**Exercise description**
Would you repeat every entry below word for word but drop the images?

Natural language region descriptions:
▬▬▬
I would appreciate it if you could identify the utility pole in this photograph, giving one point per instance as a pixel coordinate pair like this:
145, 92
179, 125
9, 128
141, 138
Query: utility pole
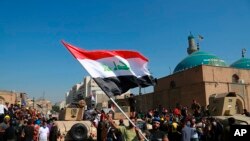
33, 102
▬▬▬
**Task result**
I would appreciate it if you could identify the utility pole in this photograph, giving one point per instance as a pixel coordinate pair like this:
145, 92
179, 125
9, 128
141, 138
Query: utility pole
33, 102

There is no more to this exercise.